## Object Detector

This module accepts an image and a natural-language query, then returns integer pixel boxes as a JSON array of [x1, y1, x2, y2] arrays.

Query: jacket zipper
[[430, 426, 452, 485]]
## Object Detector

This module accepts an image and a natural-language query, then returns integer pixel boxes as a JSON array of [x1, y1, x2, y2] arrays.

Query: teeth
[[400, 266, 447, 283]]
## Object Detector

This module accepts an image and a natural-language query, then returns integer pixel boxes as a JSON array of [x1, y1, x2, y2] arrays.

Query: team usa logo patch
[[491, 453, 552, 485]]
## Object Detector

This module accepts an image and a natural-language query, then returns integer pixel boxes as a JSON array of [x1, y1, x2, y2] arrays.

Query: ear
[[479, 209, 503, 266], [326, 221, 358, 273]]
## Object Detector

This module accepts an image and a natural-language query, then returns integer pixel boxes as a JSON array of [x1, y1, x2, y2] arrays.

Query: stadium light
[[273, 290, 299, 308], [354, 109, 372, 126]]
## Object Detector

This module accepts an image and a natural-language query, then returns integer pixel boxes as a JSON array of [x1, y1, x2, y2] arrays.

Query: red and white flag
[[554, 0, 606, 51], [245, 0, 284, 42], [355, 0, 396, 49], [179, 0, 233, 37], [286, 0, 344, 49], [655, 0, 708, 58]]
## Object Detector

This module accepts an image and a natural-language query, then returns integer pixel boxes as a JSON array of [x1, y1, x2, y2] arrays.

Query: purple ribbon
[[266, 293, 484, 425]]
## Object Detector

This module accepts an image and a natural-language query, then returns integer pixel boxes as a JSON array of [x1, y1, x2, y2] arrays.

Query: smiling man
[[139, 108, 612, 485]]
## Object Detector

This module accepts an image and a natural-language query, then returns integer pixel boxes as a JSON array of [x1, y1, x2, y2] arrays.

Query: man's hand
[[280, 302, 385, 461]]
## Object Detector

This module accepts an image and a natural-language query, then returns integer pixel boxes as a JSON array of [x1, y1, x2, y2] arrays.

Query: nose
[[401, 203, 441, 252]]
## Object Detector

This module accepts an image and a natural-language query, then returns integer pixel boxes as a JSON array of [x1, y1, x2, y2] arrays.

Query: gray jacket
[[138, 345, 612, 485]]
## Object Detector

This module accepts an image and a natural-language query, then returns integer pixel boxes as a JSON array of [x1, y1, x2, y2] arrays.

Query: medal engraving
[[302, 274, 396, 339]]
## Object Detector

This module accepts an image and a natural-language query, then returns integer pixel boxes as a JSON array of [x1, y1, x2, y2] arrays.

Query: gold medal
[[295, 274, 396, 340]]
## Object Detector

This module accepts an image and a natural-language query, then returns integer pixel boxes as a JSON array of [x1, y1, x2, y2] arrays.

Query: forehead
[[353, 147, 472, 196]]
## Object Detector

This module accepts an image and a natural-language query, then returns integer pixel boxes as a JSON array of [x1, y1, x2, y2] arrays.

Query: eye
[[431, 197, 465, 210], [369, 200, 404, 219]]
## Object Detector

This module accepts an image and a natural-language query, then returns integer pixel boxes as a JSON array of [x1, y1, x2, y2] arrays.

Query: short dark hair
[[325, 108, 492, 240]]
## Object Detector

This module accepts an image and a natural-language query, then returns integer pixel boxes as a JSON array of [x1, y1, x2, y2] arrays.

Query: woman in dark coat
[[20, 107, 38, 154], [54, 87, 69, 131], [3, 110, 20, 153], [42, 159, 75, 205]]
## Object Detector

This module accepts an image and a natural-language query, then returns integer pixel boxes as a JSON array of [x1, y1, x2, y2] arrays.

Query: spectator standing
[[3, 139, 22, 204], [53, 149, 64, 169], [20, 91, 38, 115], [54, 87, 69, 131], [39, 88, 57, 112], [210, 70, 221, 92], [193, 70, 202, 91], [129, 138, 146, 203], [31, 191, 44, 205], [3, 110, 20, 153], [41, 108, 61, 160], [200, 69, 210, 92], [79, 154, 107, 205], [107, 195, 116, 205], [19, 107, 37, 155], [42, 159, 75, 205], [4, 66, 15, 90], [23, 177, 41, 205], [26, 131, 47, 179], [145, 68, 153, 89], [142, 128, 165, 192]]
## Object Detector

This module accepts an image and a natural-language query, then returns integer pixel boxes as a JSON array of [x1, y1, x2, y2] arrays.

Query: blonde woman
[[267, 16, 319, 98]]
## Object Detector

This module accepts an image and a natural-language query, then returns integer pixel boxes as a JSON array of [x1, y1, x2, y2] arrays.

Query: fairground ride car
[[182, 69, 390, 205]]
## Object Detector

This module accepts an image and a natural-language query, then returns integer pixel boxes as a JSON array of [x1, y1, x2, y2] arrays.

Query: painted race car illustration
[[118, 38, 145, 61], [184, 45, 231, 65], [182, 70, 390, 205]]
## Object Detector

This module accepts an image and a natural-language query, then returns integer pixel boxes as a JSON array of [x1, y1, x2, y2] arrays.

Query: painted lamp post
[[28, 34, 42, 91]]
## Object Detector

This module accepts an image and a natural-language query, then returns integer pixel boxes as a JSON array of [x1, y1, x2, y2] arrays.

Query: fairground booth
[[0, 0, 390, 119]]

┄┄┄┄┄┄┄┄┄┄┄┄┄┄┄┄┄┄┄┄

OBJECTIVE: Reproduce every entry with "natural-language query" swapped for "free-text prompt" wherever it occurs, leaving everything else untouched.

TASK RESPONSE:
## Object Detector

This module accepts an image and a free-text prompt, then returns integer pixel boxes as a JSON array of [x1, y1, x2, y2] arrays.

Query: jacket zipper
[[430, 426, 452, 485]]
## Object Detector

This module accepts an image and a free-text prompt, then returns integer pixel boxes as a JSON array of [x1, y1, x2, y2] arrays.

Query: teeth
[[400, 266, 447, 283]]
## Object Detector

This module accepts an image and a free-text prompt, then returns integer pixel boxes as a JSON array of [x1, y1, x2, y2] arrays.

Query: team usa logo patch
[[491, 453, 552, 485]]
## Object Detector

This module accepts an image and a free-text prompt, then returns integer pixel boxes as a JSON array of [x1, y1, x2, y2] arrays.

Query: ear
[[479, 209, 503, 266], [326, 221, 358, 273]]
## Object Detector

This module accepts an image and a free-text prompt, then returns integer pixel boxes as a JSON array of [x1, y1, x2, y2] arrays.

Query: stadium light
[[273, 290, 299, 308], [354, 109, 372, 126]]
## Object Detector

This module accepts an image and a free-text prompt, then returns integer pixel boxes as a JSON array of [x1, y1, x2, y2] arrays.

Query: red and white flag
[[554, 0, 606, 51], [245, 0, 284, 42], [355, 0, 396, 49], [179, 0, 233, 37], [286, 0, 344, 49], [655, 0, 708, 58]]
## Object Detector

This module accepts an image and a free-text prompt, then returns integer pixel boxes as a JSON array of [x1, y1, x2, y2] arrays.

Query: purple ribbon
[[266, 293, 484, 425]]
## Object Detector

This module accepts an image and a free-text prompt, then returns integer pixel boxes as a JSON array of [x1, y1, x2, y2] arrays.

Query: smiling man
[[139, 108, 612, 485]]
## Object Detector

This module accepts an image and a free-text prompt, then returns integer pixel boxes as a JSON array of [x1, y1, x2, y2] arrays.

Query: man's hand
[[280, 302, 385, 461]]
## Object Detector

This module accepts an image and a free-text prompt, then returns integer pixel boxes as a JSON array of [x1, y1, x2, y2] arrays.

Query: nose
[[401, 203, 441, 252]]
## Object Detector

This module accepts an image and a free-text prompt, then returns integer pixel boxes as a JSON array of [x1, y1, x2, y2] arrays.

Query: gray jacket
[[138, 345, 612, 485]]
## Object Detector

This module accepts an image and a free-text prompt, then returns integer pixel boxes as a JSON array of [x1, y1, x2, y2] arrays.

Query: medal engraving
[[302, 274, 396, 339]]
## Object Detector

This module accepts an image and a free-text prompt, then returns integer pixel boxes as a JSON array of [x1, y1, x2, y2] arrays.

Query: gold medal
[[295, 274, 396, 340]]
## Object Detector

This module accepts an image and a free-text prompt, then returns integer pixel boxes as a JSON array of [x1, y1, x2, y2] arrays.

Query: forehead
[[353, 147, 472, 196]]
## Object Detector

This module accepts an image and a free-text prompt, then returns integer pixel boxes as a JSON array of [x1, y1, x2, y2] arrays.

Query: eye
[[431, 197, 465, 210], [369, 200, 404, 219]]
## Object Detector

This module accepts an image and a free-text prompt, then returns integer pixel boxes as a JSON array of [x1, y1, x2, y2] arrays.

Query: short dark hair
[[325, 108, 492, 240]]
## Object Detector

This module accepts an image and a free-text prompt, then returns integer pixel boxes as a JSON array of [x1, y1, x2, y2] arrays.

Query: woman in dark coat
[[20, 107, 38, 154], [54, 87, 69, 131], [3, 110, 20, 153], [42, 159, 75, 205]]
## Object Detector

This module accepts an image and a free-text prompt, then returns integer pixel boxes as a JSON array of [x1, y1, x2, y2] arrays.

Query: spectator standing
[[3, 139, 22, 204], [53, 149, 64, 169], [20, 91, 38, 115], [54, 87, 69, 131], [39, 88, 57, 112], [210, 70, 221, 92], [193, 70, 202, 91], [129, 138, 146, 203], [31, 191, 44, 205], [3, 110, 20, 153], [41, 108, 61, 160], [200, 69, 210, 92], [79, 154, 107, 205], [107, 195, 116, 205], [19, 107, 37, 155], [42, 159, 75, 205], [4, 66, 15, 90], [23, 177, 41, 205], [26, 131, 47, 179], [145, 68, 153, 89], [142, 128, 165, 192]]
## Object Detector

This module accepts an image and a free-text prompt, then returns integer pixel boxes as a JSON array of [x1, y1, x2, y2] arrays.

Query: blonde woman
[[267, 16, 319, 98]]
## Object Detector

This module accepts an image and a free-text prompt, then returns integer pixel boxes as a JSON array of [x1, y1, x2, y2] arrays.

Query: fairground ride car
[[182, 69, 390, 205]]
## Object Detector

This module accepts an image and a free-text prompt, then returns integer pixel boxes as a JSON array of [x1, y1, x2, y2] arrays.

Query: painted race car illustration
[[118, 38, 145, 61], [184, 45, 231, 65], [182, 70, 390, 205]]
## Object Detector

This module accepts an image and a free-text prompt, then returns integer pixel boxes as a JSON array of [x1, y1, x2, y2] arrays.

Query: painted lamp post
[[28, 34, 42, 91]]
## Object Detector

This module accepts an image and a free-text prompt, then returns integer pixel boxes as a JSON array of [x1, y1, x2, y2] arrays.

Query: fairground booth
[[0, 0, 390, 119]]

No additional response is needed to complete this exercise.